Exercise goal
Switch "flock of flamingos" to "colony of flamingos" in the stretch of the material from the line containing "Task: pick out every instance of the flock" through the line containing "Target: clear sky". Give only those lines again, with nothing else changed.

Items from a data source

──────

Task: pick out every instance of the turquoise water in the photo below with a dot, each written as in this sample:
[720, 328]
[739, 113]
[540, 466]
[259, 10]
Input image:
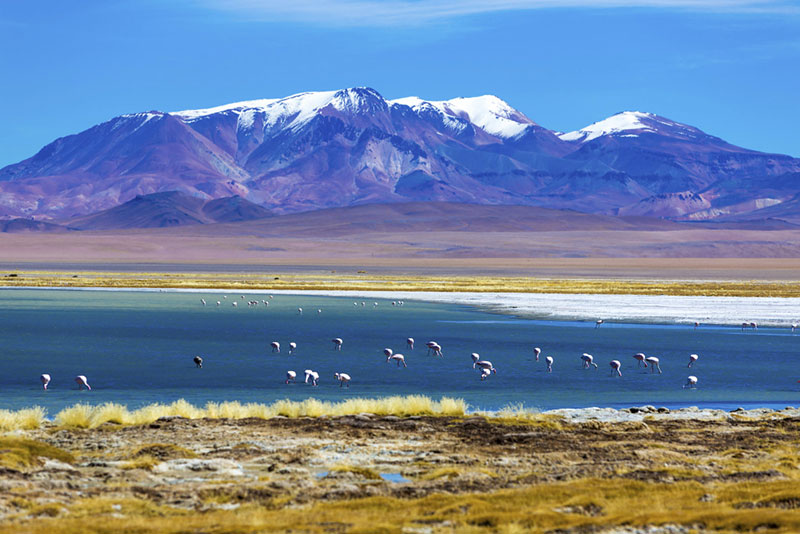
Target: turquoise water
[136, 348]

──────

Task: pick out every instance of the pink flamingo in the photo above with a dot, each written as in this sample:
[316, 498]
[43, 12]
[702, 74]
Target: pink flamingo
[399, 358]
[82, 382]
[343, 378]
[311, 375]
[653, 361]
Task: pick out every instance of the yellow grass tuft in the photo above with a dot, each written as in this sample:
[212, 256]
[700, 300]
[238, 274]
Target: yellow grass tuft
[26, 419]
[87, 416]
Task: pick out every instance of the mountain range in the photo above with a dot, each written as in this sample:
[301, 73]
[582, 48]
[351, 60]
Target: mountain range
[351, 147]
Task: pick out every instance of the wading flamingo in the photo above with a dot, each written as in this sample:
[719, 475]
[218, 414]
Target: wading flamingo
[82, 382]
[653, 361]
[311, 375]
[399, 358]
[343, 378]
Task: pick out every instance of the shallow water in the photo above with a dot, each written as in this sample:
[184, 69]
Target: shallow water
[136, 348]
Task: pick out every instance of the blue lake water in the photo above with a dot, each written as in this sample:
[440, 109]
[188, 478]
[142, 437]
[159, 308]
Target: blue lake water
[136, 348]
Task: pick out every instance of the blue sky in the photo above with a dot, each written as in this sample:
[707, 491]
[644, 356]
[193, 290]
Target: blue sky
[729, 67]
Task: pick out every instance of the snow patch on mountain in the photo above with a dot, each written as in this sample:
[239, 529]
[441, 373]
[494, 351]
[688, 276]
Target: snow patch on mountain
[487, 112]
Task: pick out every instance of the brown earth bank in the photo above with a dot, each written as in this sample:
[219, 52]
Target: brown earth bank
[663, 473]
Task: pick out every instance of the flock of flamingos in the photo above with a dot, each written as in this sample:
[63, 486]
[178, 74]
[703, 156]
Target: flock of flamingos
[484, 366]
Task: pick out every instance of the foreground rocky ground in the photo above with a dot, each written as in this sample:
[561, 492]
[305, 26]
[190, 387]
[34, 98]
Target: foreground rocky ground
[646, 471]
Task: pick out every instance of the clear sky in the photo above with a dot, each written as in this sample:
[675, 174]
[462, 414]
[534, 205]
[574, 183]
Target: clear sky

──────

Completed exercise
Task: pick out every instance of the colony of flamingos in the photo above with a dot, each written as in this sample:
[63, 486]
[178, 74]
[703, 156]
Target: colony of flamingos
[484, 366]
Task: pick out every instance of the foreground rocky ground in the photo above with a dot, each written as in this sample:
[561, 492]
[305, 26]
[190, 387]
[34, 98]
Target: foreground rocky ground
[646, 471]
Task: pick out every instance of the clear sky in the photo above with a dot, each written as in this sample:
[675, 174]
[462, 414]
[534, 205]
[574, 183]
Target: clear sky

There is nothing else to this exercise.